* _ACTIVITY_
Would you set down each line of the data below exactly?

Recorded data:
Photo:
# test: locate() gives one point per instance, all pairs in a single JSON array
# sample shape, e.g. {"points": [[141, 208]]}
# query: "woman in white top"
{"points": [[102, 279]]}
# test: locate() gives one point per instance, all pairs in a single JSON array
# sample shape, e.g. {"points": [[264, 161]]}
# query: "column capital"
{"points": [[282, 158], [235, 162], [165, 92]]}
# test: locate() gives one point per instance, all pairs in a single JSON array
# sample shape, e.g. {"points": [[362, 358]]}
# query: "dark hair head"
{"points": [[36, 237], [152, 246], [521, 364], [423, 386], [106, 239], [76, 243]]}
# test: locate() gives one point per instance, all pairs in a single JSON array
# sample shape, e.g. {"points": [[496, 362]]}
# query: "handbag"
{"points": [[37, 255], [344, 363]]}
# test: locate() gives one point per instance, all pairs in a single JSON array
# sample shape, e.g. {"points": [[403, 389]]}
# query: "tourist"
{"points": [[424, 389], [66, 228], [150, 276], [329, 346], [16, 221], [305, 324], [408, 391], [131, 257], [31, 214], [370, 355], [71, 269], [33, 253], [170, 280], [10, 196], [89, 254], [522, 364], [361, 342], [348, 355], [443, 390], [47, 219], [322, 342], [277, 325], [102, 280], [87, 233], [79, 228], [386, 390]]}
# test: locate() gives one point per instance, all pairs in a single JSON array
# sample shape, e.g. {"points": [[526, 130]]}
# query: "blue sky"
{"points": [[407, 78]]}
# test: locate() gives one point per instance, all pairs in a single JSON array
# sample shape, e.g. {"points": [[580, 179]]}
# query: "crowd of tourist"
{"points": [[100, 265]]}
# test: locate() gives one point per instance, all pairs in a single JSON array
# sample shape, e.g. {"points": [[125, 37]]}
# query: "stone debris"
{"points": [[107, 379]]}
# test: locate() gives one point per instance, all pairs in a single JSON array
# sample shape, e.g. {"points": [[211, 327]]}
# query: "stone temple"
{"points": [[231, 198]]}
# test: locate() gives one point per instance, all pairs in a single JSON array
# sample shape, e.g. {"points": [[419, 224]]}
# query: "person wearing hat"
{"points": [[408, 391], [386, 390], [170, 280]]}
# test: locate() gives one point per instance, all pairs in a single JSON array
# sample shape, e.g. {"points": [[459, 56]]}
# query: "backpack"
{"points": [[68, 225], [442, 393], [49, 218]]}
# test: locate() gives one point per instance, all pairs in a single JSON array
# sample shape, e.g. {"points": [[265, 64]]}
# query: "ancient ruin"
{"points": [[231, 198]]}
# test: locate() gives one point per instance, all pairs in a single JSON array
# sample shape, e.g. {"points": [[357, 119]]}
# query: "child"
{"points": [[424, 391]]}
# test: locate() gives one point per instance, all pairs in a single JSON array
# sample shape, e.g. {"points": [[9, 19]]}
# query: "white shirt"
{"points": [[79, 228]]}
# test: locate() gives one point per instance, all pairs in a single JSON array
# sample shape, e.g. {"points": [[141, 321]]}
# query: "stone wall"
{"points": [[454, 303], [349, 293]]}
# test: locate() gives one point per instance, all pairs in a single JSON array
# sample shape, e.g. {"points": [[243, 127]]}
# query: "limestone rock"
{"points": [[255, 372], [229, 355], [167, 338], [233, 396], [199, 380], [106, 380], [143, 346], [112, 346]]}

* _ANSWER TO THE PROBLEM_
Photo:
# test: locate() gives one point per instance, all pairs in a single JSON array
# sample shape, e.g. {"points": [[141, 208]]}
# query: "woman in white top"
{"points": [[102, 279]]}
# test: locate() gives one point per instance, all pairs in a single JSON array
# sample shape, e.g. {"points": [[264, 161]]}
# query: "column capital"
{"points": [[282, 158], [235, 162], [165, 92]]}
# test: locate() gives one point per instance, all pairs in a single JSON array
# sample shape, e.g. {"points": [[362, 358]]}
# query: "dark hair head"
{"points": [[36, 237], [152, 246], [521, 364], [423, 386], [106, 239], [76, 243]]}
# test: locate() gives one point per instance, all pairs in a single JSON array
# sample shape, e.g. {"points": [[496, 362]]}
# query: "handbag"
{"points": [[37, 255], [344, 363]]}
# test: locate() gives one point per instance, all pairs in a single JSON array
# sample shape, e.g. {"points": [[403, 389]]}
# query: "tourist"
{"points": [[424, 389], [66, 228], [150, 276], [329, 346], [16, 221], [305, 324], [408, 391], [131, 257], [31, 214], [370, 355], [71, 269], [33, 253], [170, 280], [10, 196], [89, 254], [522, 364], [361, 342], [348, 355], [443, 390], [47, 219], [322, 342], [277, 325], [102, 280], [87, 233], [79, 228], [386, 390]]}
# test: locate() gives one point per instance, all pairs in a single JSON array
# sample shape, e.g. {"points": [[526, 130]]}
# query: "blue sky"
{"points": [[407, 78]]}
# test: locate() gives one point per instance, all pairs in a single JSON array
# sample shape, e.g. {"points": [[580, 179]]}
# query: "crowd of tourist"
{"points": [[100, 265]]}
# test: locate() gives one point per instance, all pairs in a single JSON array
# sample shape, e.g. {"points": [[125, 37]]}
# query: "stone debris"
{"points": [[107, 379]]}
# test: locate() gives one point per instance, all pairs in a single JSON array
# sample shape, e.g. {"points": [[211, 327]]}
# query: "stone temple"
{"points": [[231, 198]]}
# test: locate() gives one point per instance, all pairs in a single JSON array
# sample shape, e.g. {"points": [[419, 224]]}
# query: "person wearing hat"
{"points": [[408, 391], [386, 390], [170, 280]]}
# test: locate() gives one point per instance, all pairs in a single JSON array
# sample shape, e.g. {"points": [[459, 56]]}
# query: "backpack"
{"points": [[68, 225], [442, 393], [49, 218]]}
# test: locate() gives one point per instance, all pairs in a single JSON array
# sample shape, e.g. {"points": [[265, 64]]}
# query: "ancient ruin"
{"points": [[231, 198]]}
# test: locate() gives one point per instance, all pairs in a single JSON array
# sample shape, e.g. {"points": [[357, 119]]}
# query: "child"
{"points": [[424, 391]]}
# test: locate() gives one point per instance, all pairs in a single JSON array
# sample shape, e.g. {"points": [[9, 19]]}
# query: "white shirt"
{"points": [[79, 228]]}
# test: locate() gives one point per instance, all pairs in a single JSON array
# sample shape, e.g. {"points": [[141, 321]]}
# query: "stone wall"
{"points": [[454, 303], [349, 293]]}
# test: locate() gives one point per instance, all pairs in a single JSON array
# sample shape, e.g. {"points": [[243, 127]]}
# query: "limestone rock"
{"points": [[255, 372], [229, 355], [167, 338], [233, 396], [199, 380], [106, 380], [143, 346], [112, 346]]}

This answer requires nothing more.